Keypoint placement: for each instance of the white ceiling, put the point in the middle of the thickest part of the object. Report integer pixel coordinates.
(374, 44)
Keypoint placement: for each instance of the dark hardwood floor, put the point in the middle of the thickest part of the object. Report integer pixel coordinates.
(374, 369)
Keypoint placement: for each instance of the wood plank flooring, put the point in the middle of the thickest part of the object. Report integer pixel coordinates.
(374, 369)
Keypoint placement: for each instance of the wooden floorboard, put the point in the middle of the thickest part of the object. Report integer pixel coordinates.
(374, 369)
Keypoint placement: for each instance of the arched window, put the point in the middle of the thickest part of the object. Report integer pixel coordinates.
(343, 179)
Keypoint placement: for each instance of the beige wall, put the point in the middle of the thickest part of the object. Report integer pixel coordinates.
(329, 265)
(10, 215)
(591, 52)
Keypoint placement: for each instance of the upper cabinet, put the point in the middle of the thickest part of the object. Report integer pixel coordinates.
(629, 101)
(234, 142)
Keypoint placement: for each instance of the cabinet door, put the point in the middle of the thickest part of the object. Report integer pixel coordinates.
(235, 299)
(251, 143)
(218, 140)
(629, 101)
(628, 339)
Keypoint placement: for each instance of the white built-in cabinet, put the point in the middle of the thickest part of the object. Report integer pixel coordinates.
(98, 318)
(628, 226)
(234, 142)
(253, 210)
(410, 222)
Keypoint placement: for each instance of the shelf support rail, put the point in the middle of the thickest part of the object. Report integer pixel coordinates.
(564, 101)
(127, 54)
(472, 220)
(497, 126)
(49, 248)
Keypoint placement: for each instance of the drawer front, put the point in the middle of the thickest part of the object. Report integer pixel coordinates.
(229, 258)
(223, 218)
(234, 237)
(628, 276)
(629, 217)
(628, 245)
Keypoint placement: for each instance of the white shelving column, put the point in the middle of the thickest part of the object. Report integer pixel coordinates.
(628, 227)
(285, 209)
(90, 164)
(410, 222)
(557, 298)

#### [Your goal]
Reproduce every entry above word for word, changing nothing.

#### [Correct output]
Keypoint placement: for each instance of the white ceiling, put the point in the middle of the thickest part of the object. Report integer pixel coordinates.
(374, 44)
Keypoint placement: for each instance of the dark hardwood floor, put the point in the middle of the thickest part of the object. Report integer pixel coordinates.
(374, 369)
Keypoint placement: for each instance of the wood plank flooring, put the point in the middle of the thickest part of the object. Report integer pixel coordinates.
(374, 369)
Keypoint placement: for each instance of the wooden floorboard, put the point in the middle of the thickest part of the object. Report integer pixel coordinates.
(374, 369)
Keypoint placement: for each instance of the arched window, put the point in the middle of the thickest part of the object. Report integer pixel coordinates.
(343, 179)
Keypoint placement: for each instance of the beige wall, put the point in the middle of the thickest part of the object. Report integer pixel coordinates.
(329, 265)
(10, 215)
(591, 52)
Keypoint placement: for each instance of the upper cabinet, put the point in the middle of the thickest part of the object. Report integer pixel coordinates.
(629, 101)
(234, 142)
Keypoint placement: for each instance of the cabinet door, put the point in the middle of the thickest part of the object. Report integer pixel coordinates.
(235, 299)
(251, 143)
(218, 140)
(629, 101)
(628, 339)
Keypoint placement: for each instance of the white built-in cabinet, put the point in the middle of the thickest part of the object. Report integer pixel coordinates.
(98, 318)
(628, 226)
(234, 142)
(253, 210)
(410, 222)
Keypoint placement: for each instance of the shelf support rail, put the point in the middle of the thickest part of the object. Report integer pixel coordinates.
(564, 101)
(127, 54)
(472, 220)
(497, 126)
(49, 248)
Keypoint placement: for each instance of the drawer front, put the point in the middle of the thickest part of the object. Report integer pixel coordinates.
(229, 258)
(223, 218)
(234, 237)
(628, 276)
(629, 217)
(628, 245)
Keypoint placement: for each instance of the white shelving column, put the point in the middle of the thickest part of the object. Report integer pixel coordinates.
(628, 227)
(285, 209)
(90, 164)
(410, 222)
(557, 298)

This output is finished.